Recorded data:
╭──

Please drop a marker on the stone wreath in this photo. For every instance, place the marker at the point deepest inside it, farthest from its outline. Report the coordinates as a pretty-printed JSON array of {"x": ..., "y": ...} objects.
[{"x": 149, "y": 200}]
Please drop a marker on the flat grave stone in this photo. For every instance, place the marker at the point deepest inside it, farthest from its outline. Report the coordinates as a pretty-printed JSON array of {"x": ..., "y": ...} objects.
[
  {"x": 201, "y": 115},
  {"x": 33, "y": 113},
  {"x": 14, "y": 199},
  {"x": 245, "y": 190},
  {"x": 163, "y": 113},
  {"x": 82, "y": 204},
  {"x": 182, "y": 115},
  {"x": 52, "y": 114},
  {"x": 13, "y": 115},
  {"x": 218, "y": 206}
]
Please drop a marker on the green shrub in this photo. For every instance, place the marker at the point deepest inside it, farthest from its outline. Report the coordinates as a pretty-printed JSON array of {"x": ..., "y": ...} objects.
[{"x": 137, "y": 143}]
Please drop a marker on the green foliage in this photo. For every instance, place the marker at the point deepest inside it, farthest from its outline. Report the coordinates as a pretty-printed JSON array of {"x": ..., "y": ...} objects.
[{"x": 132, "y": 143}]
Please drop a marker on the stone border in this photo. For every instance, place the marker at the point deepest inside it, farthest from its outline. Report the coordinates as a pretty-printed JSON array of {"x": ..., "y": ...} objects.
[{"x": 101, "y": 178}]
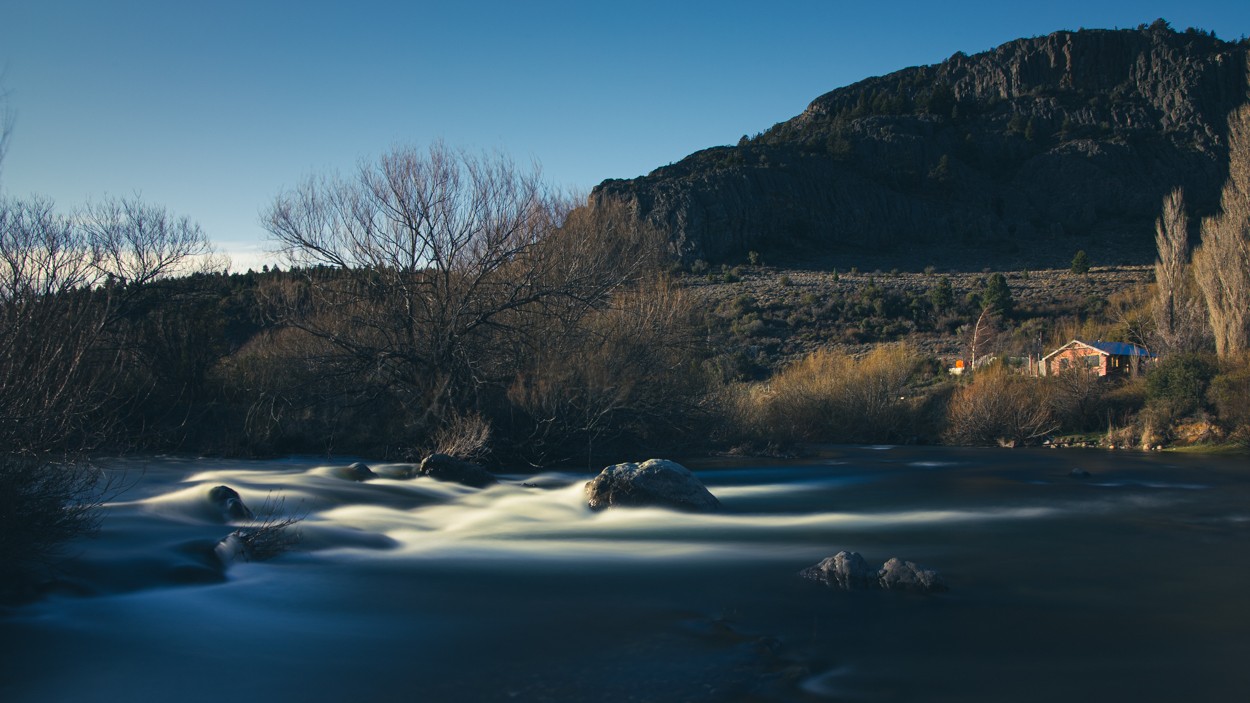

╰──

■ **Requirements**: Write out every one of the entries above word for word, omitting the pictures.

■ **Response for this exercise**:
Please drop a marker on the stone wreath in this photo. For every instance, place the marker at the point deepest inside it, farthest from its outline. Report the coordinates as a pretty-printed JSON array of {"x": ..., "y": ...} objects.
[{"x": 149, "y": 200}]
Please drop a marker on the flat grave stone in this photo. For every instance, place the marker at the point deepest inside it, farthest from its outline. Report the coordinates as a pretty-printed JSON array of {"x": ..., "y": ...} objects.
[
  {"x": 201, "y": 115},
  {"x": 33, "y": 113},
  {"x": 14, "y": 199},
  {"x": 245, "y": 190},
  {"x": 163, "y": 113},
  {"x": 82, "y": 204},
  {"x": 182, "y": 115},
  {"x": 52, "y": 114},
  {"x": 13, "y": 115},
  {"x": 218, "y": 206}
]
Please drop a marker on the green shrub in this photo. For every instance, place the marker at the point deepest inside it, farthest from its outline. Report the coordinates as a pretty-printed JSON array of {"x": ..., "y": ...} objects.
[{"x": 137, "y": 143}]
Please drop a marker on the green foliage in this photo. For every instance, place the marker at the point deepest inside it, farthest from its outline. Report the coordinates as a pretty-printed JSON array of {"x": ..., "y": ...} objects.
[{"x": 132, "y": 143}]
Please drop a marker on the stone border in this photo. For every instance, place the marker at the point deepest inside it, farthest from its outline. Report the coordinates as a pretty-printed JSON array of {"x": ..., "y": ...} objects.
[{"x": 101, "y": 178}]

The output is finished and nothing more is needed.